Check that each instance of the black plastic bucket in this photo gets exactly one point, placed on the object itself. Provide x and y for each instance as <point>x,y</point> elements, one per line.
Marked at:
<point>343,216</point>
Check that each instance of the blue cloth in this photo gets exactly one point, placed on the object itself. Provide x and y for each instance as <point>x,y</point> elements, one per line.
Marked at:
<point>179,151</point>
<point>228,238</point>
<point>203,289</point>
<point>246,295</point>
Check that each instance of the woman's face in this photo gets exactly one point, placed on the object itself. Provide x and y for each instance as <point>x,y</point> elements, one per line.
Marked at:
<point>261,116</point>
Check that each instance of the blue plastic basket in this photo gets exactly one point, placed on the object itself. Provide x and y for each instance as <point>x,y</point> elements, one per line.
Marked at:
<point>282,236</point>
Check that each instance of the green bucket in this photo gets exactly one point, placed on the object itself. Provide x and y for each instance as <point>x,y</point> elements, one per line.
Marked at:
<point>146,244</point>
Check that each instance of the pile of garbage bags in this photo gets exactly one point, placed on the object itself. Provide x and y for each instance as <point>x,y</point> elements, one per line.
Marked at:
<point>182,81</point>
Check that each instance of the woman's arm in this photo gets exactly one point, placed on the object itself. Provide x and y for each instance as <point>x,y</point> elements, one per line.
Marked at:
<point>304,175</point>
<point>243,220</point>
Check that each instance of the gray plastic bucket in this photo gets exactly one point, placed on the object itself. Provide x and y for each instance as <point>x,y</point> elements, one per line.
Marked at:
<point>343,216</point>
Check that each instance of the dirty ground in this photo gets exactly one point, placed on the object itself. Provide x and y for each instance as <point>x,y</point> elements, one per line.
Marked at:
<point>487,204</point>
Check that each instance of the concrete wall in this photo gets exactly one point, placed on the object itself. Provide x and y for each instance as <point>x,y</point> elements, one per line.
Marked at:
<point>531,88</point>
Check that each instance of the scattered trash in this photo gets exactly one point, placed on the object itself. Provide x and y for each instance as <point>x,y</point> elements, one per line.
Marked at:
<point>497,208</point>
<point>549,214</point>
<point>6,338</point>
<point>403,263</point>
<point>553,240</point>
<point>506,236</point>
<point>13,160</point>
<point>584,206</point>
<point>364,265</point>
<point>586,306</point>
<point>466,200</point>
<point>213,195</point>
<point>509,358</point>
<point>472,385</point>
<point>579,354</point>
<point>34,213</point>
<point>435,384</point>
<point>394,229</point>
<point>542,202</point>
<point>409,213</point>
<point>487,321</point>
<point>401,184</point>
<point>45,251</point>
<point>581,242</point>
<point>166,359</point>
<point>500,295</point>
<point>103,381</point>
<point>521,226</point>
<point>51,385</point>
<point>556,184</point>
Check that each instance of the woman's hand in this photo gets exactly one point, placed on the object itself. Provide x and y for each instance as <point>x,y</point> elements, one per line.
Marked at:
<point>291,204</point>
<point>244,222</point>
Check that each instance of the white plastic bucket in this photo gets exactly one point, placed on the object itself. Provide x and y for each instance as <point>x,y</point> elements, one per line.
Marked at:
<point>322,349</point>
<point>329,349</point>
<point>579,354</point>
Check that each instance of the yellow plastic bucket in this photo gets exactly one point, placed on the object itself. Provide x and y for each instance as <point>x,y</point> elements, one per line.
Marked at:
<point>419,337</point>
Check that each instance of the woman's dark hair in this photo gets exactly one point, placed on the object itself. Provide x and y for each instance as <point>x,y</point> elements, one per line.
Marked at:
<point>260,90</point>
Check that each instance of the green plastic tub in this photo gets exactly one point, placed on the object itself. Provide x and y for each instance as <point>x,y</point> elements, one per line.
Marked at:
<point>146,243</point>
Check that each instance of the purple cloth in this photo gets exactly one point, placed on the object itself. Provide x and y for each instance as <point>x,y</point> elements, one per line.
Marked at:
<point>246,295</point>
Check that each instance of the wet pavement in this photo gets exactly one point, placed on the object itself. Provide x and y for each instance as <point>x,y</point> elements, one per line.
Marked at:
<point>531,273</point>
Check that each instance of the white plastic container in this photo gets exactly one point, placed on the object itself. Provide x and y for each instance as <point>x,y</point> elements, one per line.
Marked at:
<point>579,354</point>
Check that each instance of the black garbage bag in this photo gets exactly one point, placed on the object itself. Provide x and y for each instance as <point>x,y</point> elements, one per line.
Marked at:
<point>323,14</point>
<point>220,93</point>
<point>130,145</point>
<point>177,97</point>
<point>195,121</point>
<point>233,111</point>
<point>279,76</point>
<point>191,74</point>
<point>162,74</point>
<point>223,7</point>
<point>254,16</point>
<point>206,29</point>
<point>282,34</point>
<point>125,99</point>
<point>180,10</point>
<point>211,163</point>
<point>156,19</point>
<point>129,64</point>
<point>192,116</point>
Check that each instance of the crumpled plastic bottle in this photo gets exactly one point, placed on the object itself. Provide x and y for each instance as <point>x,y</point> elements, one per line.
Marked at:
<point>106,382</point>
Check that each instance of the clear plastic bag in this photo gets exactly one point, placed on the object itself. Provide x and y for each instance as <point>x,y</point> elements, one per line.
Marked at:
=======
| WORK TO COMPLETE |
For every line of the material that holds the word "blue", make a copy.

| EXERCISE RESPONSE |
Check that each instance of the blue cloth in this photo gets exactly one point, placed on the object itself. Provide x and y for each instance as <point>x,y</point> elements, one per line.
Check that each instance of the blue plastic basket in this photo gets exactly one point, placed on the object itself. Provide x and y for each instance as <point>x,y</point> elements, one per line.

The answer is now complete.